Text excerpt:
[Start of section]

He was a popular lecturer and an amazingly dexterous surgeon, acclaimed for his superior surgical skills. During his career he practiced at various hospitals, was affiliated with several medical schools, and received many honors, – was knighted by Pope Benedict XV, received honorary degrees from several universities, and was elected president of prestigious professional medical societies. But he was always controversial and easily antagonized people, repeatedly incurring the hostility of his competitors each time one of his advancements was announced or publicized in the press. One of the most notable incidents was his involvement in what became known as the kidnapping of President Theodore Roosevelt in 1912. The President had received a superficial chest wound following an assassination attempt in Milwaukee and at his request was transferred to Chicago to the care of Murphy in preference to other competing surgeons. Murphy met the train when it arrived in Chicago and had the president taken by ambulance to Mercy Hospital, where the superficial wound was managed correctly.

[End of section]

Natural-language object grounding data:
[Start of section]

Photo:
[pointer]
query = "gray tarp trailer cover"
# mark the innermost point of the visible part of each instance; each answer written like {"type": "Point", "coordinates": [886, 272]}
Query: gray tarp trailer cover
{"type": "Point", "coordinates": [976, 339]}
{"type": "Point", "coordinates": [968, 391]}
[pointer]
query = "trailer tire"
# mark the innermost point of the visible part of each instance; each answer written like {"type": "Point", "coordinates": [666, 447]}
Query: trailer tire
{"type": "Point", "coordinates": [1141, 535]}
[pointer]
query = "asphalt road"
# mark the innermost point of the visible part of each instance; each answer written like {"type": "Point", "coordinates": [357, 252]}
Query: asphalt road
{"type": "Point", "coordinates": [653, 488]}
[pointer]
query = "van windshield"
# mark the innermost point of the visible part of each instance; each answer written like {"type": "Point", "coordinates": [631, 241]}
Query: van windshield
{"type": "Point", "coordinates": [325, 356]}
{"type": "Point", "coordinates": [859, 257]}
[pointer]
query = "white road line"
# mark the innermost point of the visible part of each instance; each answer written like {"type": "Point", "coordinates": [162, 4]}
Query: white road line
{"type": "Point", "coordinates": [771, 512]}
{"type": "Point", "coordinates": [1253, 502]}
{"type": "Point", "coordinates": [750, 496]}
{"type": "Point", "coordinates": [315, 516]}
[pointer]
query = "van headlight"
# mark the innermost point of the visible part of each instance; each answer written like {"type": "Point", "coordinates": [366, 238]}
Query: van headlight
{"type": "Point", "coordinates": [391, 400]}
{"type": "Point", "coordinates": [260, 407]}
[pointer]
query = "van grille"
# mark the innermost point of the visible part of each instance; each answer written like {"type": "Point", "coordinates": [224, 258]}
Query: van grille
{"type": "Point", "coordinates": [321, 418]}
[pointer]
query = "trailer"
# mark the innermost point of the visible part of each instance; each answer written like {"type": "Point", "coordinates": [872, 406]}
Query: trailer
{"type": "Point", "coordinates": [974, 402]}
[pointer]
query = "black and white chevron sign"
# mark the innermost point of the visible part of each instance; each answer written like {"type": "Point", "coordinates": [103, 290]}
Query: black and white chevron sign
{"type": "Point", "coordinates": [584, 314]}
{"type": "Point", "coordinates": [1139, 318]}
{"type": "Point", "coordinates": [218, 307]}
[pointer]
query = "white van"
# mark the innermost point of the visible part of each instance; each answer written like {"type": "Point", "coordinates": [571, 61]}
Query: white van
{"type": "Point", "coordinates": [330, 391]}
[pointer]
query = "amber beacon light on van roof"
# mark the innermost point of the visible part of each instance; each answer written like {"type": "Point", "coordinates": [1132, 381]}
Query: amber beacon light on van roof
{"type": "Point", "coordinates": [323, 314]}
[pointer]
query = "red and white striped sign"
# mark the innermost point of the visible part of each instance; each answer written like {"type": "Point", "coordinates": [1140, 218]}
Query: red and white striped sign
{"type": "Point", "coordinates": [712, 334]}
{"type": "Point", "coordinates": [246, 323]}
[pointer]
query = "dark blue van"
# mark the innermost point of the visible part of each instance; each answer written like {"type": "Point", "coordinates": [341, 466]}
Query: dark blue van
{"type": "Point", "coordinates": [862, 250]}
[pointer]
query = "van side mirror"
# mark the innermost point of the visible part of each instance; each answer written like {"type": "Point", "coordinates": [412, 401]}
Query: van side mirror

[End of section]

Questions to answer:
a: Answer these questions from the passage on the surgeon Murphy:
(i) Which pope knighted him?
(ii) In which city did the assassination attempt on President Theodore Roosevelt take place?
(iii) To which hospital did Murphy have the president taken?
b: Carry on the passage about the surgeon Murphy from its last sentence.
The material is not needed for any of this work.

Answers given:
a:
(i) Pope Benedict XV
(ii) Milwaukee
(iii) Mercy Hospital

b:
In 1912 JB developed angina pectoris, which became progressively severe and debilitating and lead to his death in 1915. Highly capable, ambitious, hard-working, and intolerant of dissent, he had been disliked by a conservative and jealous medical profession that imposed strict “ethical” standards and rules on self-promotion and advertising. He had fought with many of his medical peers and had an extraordinary power to irritate, leading his biographer, Dr. Loyal Davis, to compare him to a stormy petrel, a seabird harbinger of bad weather or trouble.1 But despite his many critics, JB was a remarkable man and a great genius for technical and physiological innovation, who made many surgical innovations for which he is still remembered today.
Loyal Davis: J.B. Murphy. Stormy Petrel of Surgery. Putnam,New York, 1938.
Patrick D. Guinan MD, MPH, is a Clinical Associate Professor in the Department of Urology in the College of Medicine at the University of Illinois at Chicago, and serves as Chairman of the Board of the Hektoen Institute of Medicine.
George Dunea, MD, Editor-in-Chief.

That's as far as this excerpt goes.